- **課題の指示**:
以下のデータから文字列「necklace」を含む行をすべて探し出し、各行を書き写してください。大文字と小文字は区別されます。

- **提供データ**:
▼▼▼

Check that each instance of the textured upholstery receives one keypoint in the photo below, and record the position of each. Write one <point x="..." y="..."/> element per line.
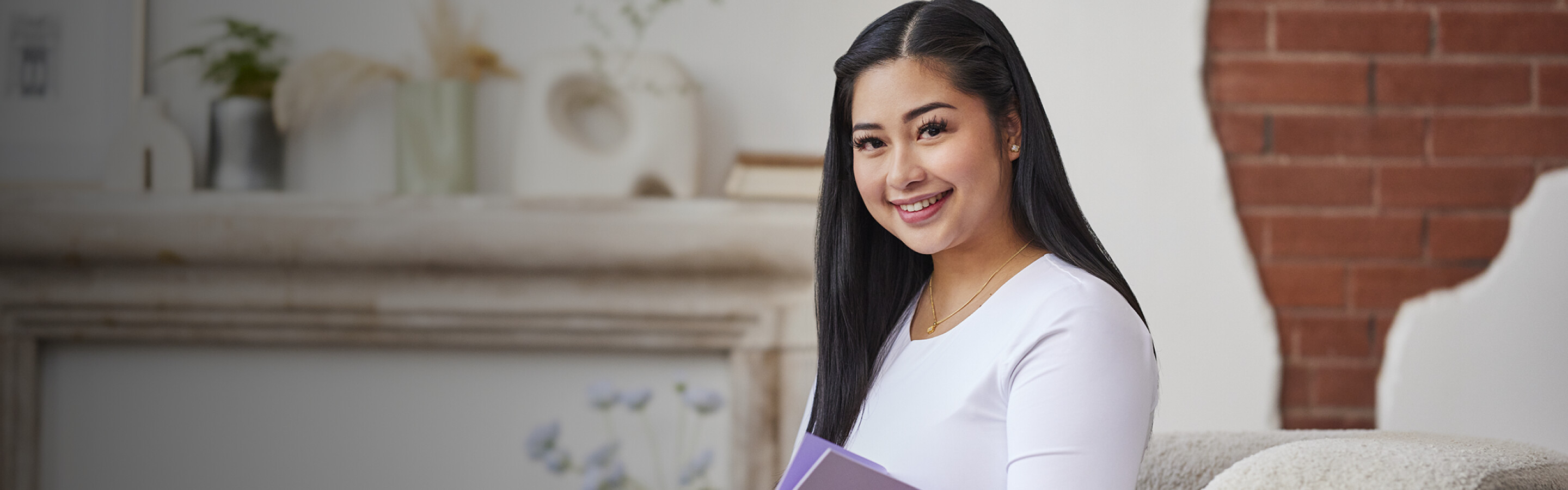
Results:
<point x="1346" y="459"/>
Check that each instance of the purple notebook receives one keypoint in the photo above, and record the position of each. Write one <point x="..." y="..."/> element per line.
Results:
<point x="824" y="465"/>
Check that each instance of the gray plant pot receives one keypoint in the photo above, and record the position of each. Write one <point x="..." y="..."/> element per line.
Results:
<point x="245" y="150"/>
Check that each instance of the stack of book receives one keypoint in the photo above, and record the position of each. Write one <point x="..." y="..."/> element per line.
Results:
<point x="775" y="176"/>
<point x="824" y="465"/>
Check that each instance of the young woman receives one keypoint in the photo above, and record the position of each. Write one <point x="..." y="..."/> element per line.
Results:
<point x="973" y="332"/>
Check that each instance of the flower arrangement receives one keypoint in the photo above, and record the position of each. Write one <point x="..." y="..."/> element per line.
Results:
<point x="603" y="469"/>
<point x="455" y="52"/>
<point x="623" y="40"/>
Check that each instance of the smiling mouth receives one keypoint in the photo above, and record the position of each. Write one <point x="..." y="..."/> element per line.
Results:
<point x="922" y="205"/>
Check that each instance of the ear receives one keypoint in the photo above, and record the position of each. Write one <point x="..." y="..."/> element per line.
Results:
<point x="1015" y="131"/>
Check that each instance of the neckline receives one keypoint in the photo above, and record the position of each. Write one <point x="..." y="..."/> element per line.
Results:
<point x="908" y="324"/>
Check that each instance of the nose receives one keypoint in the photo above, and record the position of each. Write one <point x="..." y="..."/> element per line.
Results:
<point x="905" y="170"/>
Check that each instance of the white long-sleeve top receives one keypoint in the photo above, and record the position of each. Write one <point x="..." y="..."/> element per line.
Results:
<point x="1051" y="384"/>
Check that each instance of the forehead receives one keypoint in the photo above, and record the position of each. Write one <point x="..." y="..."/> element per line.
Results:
<point x="886" y="91"/>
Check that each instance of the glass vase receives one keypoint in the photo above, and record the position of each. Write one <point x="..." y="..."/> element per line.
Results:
<point x="435" y="137"/>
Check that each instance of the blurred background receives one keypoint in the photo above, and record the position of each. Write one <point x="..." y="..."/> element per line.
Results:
<point x="569" y="244"/>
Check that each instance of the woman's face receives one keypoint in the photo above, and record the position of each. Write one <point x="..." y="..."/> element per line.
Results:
<point x="927" y="161"/>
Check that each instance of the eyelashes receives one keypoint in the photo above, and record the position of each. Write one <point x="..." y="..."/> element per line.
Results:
<point x="938" y="125"/>
<point x="929" y="129"/>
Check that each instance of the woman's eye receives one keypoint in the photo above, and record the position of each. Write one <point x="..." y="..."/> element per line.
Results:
<point x="930" y="131"/>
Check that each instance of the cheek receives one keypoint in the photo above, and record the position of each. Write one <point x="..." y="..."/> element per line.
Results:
<point x="869" y="184"/>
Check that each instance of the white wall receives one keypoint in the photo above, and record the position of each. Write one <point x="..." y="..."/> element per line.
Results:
<point x="120" y="416"/>
<point x="1487" y="357"/>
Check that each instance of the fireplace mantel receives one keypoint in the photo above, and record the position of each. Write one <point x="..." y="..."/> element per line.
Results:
<point x="455" y="272"/>
<point x="695" y="236"/>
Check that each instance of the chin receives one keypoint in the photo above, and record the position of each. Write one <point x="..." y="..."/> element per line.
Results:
<point x="921" y="241"/>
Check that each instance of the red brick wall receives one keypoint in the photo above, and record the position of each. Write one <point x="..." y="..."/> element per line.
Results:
<point x="1376" y="150"/>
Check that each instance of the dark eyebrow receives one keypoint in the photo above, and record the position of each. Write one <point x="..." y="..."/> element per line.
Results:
<point x="924" y="109"/>
<point x="908" y="115"/>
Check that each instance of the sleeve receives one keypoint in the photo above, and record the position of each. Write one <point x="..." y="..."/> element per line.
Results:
<point x="1081" y="401"/>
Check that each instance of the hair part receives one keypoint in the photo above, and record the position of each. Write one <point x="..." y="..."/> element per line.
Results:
<point x="866" y="277"/>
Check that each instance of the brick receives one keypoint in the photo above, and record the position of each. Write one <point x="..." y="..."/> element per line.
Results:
<point x="1294" y="420"/>
<point x="1453" y="84"/>
<point x="1454" y="186"/>
<point x="1554" y="84"/>
<point x="1383" y="324"/>
<point x="1467" y="238"/>
<point x="1344" y="387"/>
<point x="1468" y="32"/>
<point x="1239" y="134"/>
<point x="1385" y="286"/>
<point x="1302" y="186"/>
<point x="1253" y="226"/>
<point x="1499" y="136"/>
<point x="1344" y="238"/>
<point x="1238" y="29"/>
<point x="1294" y="285"/>
<point x="1349" y="136"/>
<point x="1288" y="82"/>
<point x="1328" y="336"/>
<point x="1296" y="387"/>
<point x="1383" y="32"/>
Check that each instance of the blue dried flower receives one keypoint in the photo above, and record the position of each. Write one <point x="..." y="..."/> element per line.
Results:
<point x="705" y="401"/>
<point x="697" y="467"/>
<point x="559" y="461"/>
<point x="637" y="400"/>
<point x="603" y="456"/>
<point x="603" y="395"/>
<point x="542" y="440"/>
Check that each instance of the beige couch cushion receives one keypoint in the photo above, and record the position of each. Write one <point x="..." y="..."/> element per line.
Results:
<point x="1399" y="461"/>
<point x="1344" y="459"/>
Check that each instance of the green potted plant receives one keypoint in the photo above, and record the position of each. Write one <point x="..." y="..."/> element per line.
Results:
<point x="245" y="150"/>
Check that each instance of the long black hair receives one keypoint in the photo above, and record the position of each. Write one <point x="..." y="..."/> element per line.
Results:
<point x="866" y="277"/>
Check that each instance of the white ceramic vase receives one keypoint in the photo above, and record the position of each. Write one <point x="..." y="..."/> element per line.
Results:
<point x="614" y="126"/>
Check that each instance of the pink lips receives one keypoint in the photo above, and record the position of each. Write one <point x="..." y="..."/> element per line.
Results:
<point x="924" y="214"/>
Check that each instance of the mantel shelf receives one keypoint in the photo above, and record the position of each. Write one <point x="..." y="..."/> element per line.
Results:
<point x="664" y="236"/>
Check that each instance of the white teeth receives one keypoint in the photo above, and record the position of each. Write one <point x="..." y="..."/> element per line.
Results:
<point x="921" y="205"/>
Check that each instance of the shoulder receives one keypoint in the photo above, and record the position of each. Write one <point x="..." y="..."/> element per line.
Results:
<point x="1056" y="294"/>
<point x="1061" y="307"/>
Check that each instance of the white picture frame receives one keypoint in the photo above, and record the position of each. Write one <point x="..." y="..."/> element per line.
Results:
<point x="72" y="71"/>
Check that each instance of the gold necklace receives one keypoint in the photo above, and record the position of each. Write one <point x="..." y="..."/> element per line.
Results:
<point x="932" y="291"/>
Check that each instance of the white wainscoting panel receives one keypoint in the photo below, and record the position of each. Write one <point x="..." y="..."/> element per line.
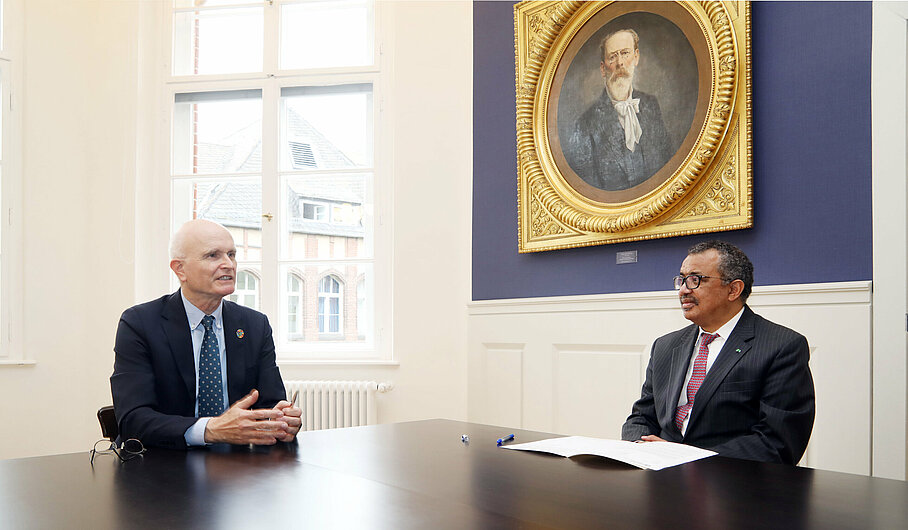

▲▲▲

- **本課題の解答**:
Check that each instance of the gold necklace receives one keypoint in the photo above, and record the position of each. Write one <point x="..." y="..."/> element per line.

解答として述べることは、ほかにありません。